Reproduce the court opinion from "522 F2d 264" to "Tenth Circuit." without changing a word.

::: Source text

522 F2d 264 United States v. Larry

522 F.2d 264

UNITED STATES of America, Plaintiff-Appellee,
Patricia Ann LARRY, aka Kim, Defendant-Appellant.

No. 74-1687.

United States Court of Appeals,
Tenth Circuit.

Argued July 9, 1975.
Decided Sept. 2, 1975.

Walter Slatkin, Denver, Colo. (Donald Wasko, Denver, Colo., with him on the brief), for defendant-appellant.

Thomas N. Alfrey, Asst. U. S. Atty., Denver, Colo. (James L. Treece, U. S. Atty., Denver, Colo., with him on the brief), for plaintiff-appellee.

Before Mr. Justice CLARK,* LEWIS, Chief Judge, and McWILLIAMS, Circuit Judge.

LEWIS, Chief Judge.

view counter

Defendant was found guilty of distributing narcotics in violation of 21 U.S.C. § 841(a)(1) and 18 U.S.C. § 2. She appeals from the judgment of conviction urging as prejudicial error designated rulings by the trial court restricting the direct examination of an expert witness. The expert was called by her to rebut the trustworthiness of testimony of an expert government witness relating to chemical analysis pertaining to the existence of heroin.


The government presented Josef Prall as an expert who testified that certain material contained heroin. Upon cross-examination Mr. Prall set forth a detailed explanation of the chemical testing procedures utilized. The defendant, later in the trial, presented Dr. Dale Wingeleth, a forensic chemist, who the trial court also accepted as an expert witness. The relevant portion of Dr. Wingeleth's testimony to the issue presented on appeal is as follows:


(To Dr. Wingeleth)


Q. With the data presented in court by Mr. Prall, do you feel that you could have arrived at the same conclusion he did?

::::::
::: Data lines

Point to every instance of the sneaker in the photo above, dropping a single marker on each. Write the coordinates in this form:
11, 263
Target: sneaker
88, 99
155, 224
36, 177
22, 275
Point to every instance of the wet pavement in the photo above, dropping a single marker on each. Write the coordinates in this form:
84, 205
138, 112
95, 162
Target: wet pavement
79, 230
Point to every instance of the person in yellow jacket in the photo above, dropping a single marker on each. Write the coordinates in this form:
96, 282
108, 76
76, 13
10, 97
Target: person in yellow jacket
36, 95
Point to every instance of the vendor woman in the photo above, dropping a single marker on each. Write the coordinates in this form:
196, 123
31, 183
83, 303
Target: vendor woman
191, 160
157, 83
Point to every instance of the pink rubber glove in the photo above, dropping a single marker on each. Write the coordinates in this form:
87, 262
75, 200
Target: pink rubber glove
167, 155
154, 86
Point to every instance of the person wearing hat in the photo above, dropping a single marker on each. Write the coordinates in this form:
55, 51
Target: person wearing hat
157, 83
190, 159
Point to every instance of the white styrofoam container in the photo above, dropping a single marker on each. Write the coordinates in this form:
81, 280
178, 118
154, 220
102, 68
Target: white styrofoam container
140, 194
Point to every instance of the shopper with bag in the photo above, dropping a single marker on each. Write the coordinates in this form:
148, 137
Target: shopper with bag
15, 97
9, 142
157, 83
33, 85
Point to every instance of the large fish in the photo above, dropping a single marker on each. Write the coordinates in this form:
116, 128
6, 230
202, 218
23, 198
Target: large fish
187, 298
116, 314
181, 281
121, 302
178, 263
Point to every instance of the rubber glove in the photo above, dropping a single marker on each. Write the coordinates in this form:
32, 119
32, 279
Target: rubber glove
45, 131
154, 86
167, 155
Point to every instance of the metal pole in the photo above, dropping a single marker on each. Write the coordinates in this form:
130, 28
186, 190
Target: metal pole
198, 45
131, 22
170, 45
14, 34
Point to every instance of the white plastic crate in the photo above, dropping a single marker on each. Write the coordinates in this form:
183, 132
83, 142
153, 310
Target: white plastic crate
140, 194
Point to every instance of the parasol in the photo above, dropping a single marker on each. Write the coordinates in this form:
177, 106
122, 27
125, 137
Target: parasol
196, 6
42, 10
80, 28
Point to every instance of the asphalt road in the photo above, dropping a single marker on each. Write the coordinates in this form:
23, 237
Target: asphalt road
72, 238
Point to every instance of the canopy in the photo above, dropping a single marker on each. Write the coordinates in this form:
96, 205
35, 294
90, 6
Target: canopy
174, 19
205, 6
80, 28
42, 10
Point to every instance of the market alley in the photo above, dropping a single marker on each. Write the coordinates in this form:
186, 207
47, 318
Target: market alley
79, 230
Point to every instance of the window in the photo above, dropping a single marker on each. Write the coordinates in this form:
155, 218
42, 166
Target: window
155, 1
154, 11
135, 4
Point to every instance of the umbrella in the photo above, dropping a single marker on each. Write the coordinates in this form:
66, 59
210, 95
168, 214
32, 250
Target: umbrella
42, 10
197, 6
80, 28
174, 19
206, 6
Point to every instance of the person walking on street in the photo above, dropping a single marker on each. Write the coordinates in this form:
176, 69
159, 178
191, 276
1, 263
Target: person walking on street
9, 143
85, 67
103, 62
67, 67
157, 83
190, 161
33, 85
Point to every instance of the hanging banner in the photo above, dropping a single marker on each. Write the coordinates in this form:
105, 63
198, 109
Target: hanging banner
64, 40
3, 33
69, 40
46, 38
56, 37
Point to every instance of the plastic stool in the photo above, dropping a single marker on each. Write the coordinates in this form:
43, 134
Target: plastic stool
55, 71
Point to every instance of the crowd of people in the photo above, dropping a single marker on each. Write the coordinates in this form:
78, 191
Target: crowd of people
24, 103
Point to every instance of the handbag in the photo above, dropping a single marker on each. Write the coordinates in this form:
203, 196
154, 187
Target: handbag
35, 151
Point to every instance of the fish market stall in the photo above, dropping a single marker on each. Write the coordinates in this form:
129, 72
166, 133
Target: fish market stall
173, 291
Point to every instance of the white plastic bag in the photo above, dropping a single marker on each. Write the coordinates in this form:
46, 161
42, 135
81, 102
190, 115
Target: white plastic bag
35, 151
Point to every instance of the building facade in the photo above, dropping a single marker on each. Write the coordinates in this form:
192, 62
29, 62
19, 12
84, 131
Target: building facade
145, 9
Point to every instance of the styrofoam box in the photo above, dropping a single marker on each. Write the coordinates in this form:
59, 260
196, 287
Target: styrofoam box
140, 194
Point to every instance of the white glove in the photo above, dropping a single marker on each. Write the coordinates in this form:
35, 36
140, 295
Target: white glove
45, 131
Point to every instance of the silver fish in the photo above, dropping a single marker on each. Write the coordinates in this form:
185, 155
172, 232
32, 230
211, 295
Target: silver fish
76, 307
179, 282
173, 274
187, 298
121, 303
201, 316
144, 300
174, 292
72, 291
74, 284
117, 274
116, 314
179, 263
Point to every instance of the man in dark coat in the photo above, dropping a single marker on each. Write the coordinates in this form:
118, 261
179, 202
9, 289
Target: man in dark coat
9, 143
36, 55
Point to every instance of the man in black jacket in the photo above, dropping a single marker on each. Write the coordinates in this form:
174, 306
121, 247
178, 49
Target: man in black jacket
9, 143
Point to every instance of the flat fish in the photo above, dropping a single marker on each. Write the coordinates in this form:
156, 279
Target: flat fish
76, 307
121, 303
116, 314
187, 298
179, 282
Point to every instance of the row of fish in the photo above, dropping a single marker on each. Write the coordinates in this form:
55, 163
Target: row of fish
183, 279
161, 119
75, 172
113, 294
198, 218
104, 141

::::::

**Answer to this problem**.
522 F2d 264 United States v. Larry

522 F.2d 264

UNITED STATES of America, Plaintiff-Appellee,
Patricia Ann LARRY, aka Kim, Defendant-Appellant.

No. 74-1687.

United States Court of Appeals,
Tenth Circuit.